Acórdãos STA

Acórdão do Supremo Tribunal Administrativo
Processo:0831/11
Data do Acordão:11/16/2011
Tribunal:2 SECÇÃO
Relator:PEDRO DELGADO
Descritores:GRADUAÇÃO DE CRÉDITOS
IRS
IRC
HIPOTECA
PRIVILÉGIO IMOBILIÁRIO GERAL
Sumário:Os privilégios imobiliários previstos nos artigos 111º do CIRS, 116.° do CIRC e 205.° do Cód. do Regime Contributivo do Sistema Providencial da Segurança Social aprovado pela Lei n.º 110/09, de 16/9 (que sucedeu ao disposto nos arts. 10.º e 11.° do Decreto-Lei n.º 103/80, de 9/5) são gerais e não especiais pelo que não preferem ao crédito hipotecário, também reclamado, na respectiva graduação de créditos.
Nº Convencional:JSTA000P13470
Nº do Documento:SA2201111160831
Recorrente:A..., S.A.
Recorrido 1:CENTRO DISTRITAL DE SEGURANÇA SOCIAL DE BRAGA E OUTROS
Votação:UNANIMIDADE
Aditamento:
Texto Integral: Acordam na Secção do Contencioso Tributário do Supremo Tribunal Administrativo
I – A A……, com os sinais dos autos, vem recorrer para este Supremo Tribunal da sentença do Tribunal Administrativo e Fiscal de Braga de 19 de Maio de 2011, proferida nos autos de verificação e graduação de créditos à execução fiscal nº 0450-2002/501026690, instaurada contra a sociedade B…… melhor identificada nos autos, por dívidas de dois contratos de mútuo, no montante global de 684.330,91€.
Termina as suas alegações de recurso, formulando as seguintes conclusões:
«1ª)- Decorre do disposto no artigo 686° do Código Civil que a hipoteca confere ao credor o direito de ser pago pelo valor de certas coisas imóveis, ou equiparadas, pertencentes ao devedor ou a terceiro com preferência sobre os demais credores que não gozem de privilégio especial ou de prioridade de registo;
2ª)- Os créditos por IRS, IRC e os créditos por contribuições devidas à Segurança Social apenas fruem de privilégio geral (mobiliário ou imobiliário), conforme decorre do disposto nos artigos 111º do Código do Imposto Sobre o Rendimento das Pessoas Singulares, 108° do Código do Imposto sobre o Rendimento das Pessoas Colectivas e 11º do Decreto-Lei nº 103/80, de 9 de Maio, respectivamente.

## [Instruções a seguir]
Segundo o acórdão, qual é o tribunal que proferiu a sentença objeto de recurso e em que data?

## [Informação registada]
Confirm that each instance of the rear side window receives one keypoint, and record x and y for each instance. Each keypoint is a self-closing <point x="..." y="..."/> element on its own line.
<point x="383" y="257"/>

## [Resposta]
O Tribunal Administrativo e Fiscal de Braga, em 19 de Maio de 2011.